### 課題:
1. 俳諧の注釈文によると、箱根で一面の薄が原として有名なのはどこですか。
2. 俳諧の注釈文を、最後の文の後から書き進めてください。

### 抜粋:
———

当時は文字通り大自然で、神秘に満ち溢れ、そこには人間の想像を絶するような何かがあり、ひとたび牙をむけば大勢の人の命を奪ってゆく。だからこそ、人は自然を恐れ、自然を神として敬った。小蓑の猿も其角が『猿蓑』の序で言う「俳諧の神」であり、猿田彦大神の面影とすべきであろう。
狐はここでは人を化かすもののけの類と考えていいだろう。
妖ながら狐貧しき師走哉 其角
という元禄3(1690)年の冬の句もある。月の残る明け方に小さな毘舎門堂は元のまま、狐に化かされることもなくたたずんで、ただ、秋の寒さだけが身にしみる。舌がまわれば小さな方丈は大伽藍か竜宮城にでもなったのだろうか。
「やや寒」は秋。「狐」は近代では冬の季語となっているが、当時は無季。獣類。
舌のまはらぬ狐やや寒
一すじも青き葉のなき薄原 嵐蘭
(一すじも青き葉のなき薄原舌のまはらぬ狐やや寒)
狐は葉っぱをお金に変えたりするが、かつてはお札ではなく笹の葉を小判にしたりしたのだろうか。残念ながらここは一面のススキが原で、秋ともなると青い葉っぱは一枚もない。名残の裏なので、穏やかに、景色の句に転じる。
「薄」は秋。草類。
一すじも青き葉のなき薄原
篠ふみ下る筥根路の坂 岱水
(一すじも青き葉のなき薄原篠ふみ下る筥根路の坂)
名残の裏ということで、ここでも穏やかに景色の句を続ける。箱根といえば千石原という一面の薄が原が有名。 篠は笹のこと。笹の生い茂る山道を下ると、眼下には一面薄の千石原が広がる。
無季。「篠」は草類。草類が二句続く。ここから二句隔てて花の定座で花の句を出すことになるが、草類と木類というふうに違えた異植物は二句去りでも良い。「箱根路」は名所。
篠ふみ下る筥根路の坂
宗長のうき寸白も筆の跡 はせを
(宗長のうき寸白も筆の跡篠ふみ下る筥根路の坂)

———

### データ記録:
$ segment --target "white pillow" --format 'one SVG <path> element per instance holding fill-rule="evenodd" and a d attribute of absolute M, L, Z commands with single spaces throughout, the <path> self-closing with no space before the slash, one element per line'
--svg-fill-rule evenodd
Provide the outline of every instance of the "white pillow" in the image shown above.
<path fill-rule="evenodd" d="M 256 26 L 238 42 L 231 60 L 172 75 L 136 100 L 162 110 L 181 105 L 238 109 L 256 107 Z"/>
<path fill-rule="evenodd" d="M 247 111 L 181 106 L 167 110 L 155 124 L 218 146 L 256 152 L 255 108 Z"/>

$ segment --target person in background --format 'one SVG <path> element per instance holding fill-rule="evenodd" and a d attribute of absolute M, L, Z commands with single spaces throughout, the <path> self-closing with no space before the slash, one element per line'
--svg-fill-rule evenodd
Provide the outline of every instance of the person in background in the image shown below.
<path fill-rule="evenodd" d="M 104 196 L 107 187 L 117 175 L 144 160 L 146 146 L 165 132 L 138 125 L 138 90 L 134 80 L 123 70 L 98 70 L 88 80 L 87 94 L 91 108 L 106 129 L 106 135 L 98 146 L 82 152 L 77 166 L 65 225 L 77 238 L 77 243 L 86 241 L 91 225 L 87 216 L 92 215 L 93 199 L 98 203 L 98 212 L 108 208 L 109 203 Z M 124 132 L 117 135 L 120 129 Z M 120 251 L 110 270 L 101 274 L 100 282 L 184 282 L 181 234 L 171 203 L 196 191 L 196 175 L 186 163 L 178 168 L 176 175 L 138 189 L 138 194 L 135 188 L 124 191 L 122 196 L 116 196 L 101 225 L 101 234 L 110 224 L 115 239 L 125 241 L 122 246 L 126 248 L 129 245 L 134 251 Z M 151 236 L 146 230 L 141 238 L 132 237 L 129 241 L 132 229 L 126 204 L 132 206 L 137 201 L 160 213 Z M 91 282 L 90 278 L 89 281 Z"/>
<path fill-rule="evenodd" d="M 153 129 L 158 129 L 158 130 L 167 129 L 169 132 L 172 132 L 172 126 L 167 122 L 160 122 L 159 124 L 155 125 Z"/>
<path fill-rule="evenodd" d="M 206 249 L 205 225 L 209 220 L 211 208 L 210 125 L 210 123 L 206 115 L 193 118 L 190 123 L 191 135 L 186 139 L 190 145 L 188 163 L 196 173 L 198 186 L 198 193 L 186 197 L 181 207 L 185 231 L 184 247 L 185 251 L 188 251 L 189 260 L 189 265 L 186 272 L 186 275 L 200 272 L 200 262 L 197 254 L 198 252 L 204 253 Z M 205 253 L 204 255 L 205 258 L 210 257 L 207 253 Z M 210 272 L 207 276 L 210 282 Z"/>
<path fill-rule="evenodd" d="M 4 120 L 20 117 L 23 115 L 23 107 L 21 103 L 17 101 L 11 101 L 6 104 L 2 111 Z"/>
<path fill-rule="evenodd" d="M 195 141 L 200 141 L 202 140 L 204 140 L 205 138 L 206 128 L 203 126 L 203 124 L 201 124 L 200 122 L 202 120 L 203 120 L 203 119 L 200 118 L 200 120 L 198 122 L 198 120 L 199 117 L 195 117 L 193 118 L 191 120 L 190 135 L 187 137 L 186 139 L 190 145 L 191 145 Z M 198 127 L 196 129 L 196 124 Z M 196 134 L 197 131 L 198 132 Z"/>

———

### 解答例:
1. 千石原です。

2.
寸白とは、本郷正豊の『鍼灸重寶記』(享保4年)に「三に寸白、虫長さ1寸、動くときは、腹痛、腫聚り、清水を吐き、上り下り、おこりざめあり、心を傷るときは死す。」とあり、条虫(サナダムシ)のこととされている。「宗長のうき寸白」というと宗長が寸白に悩んでいたようだが、実は宗祇のことだ。宗長の『宗祇終焉記』にはこうある。
「廿七日にじゅふしちにち、八日、此の両日はここに休息して、廿九日に駿河国へと出で立ち侍るに、その日の午刻斗に、道の空にして、寸白といふむしおこりあひて、いかにともやる方なく、薬をもちひけれど露しるしもなければ、いかゞはせん。
国府津といふ所に旅宿をもとめて、一夜をあかし侍りしに、駿河よりのむかひの馬・人・輿なども見え、素純馬をはせて来たりむかはれしかば、力をえて、あくれば箱根山のふもと、湯本と云ふ所につきしに、道のほどよりすこし心よげにて、湯づけなどくひ、物語[打ち]し、まどろまれぬ。」
そしてそのあとすぐ、
「ながむる月にたちぞうかるる
といふ句を沈吟して、我は付けがたし、みなみな付け侍れなど、たはぶれにいひつつ、ともし火の消ゆるやうにしていきも絶えぬ。」
となる。そのあと宗長は、
「あしがら山は、さらでだにこえうき山なり。輿にかき入れて、[ただ]ある人のやうにこしらへ、跡先につきて、駿河国のさかひ、桃園と云ふ所の山林に、会下あり、定輪寺と云ふ。」
と山を越え、その定輪寺に宗祇の亡骸を埋葬する。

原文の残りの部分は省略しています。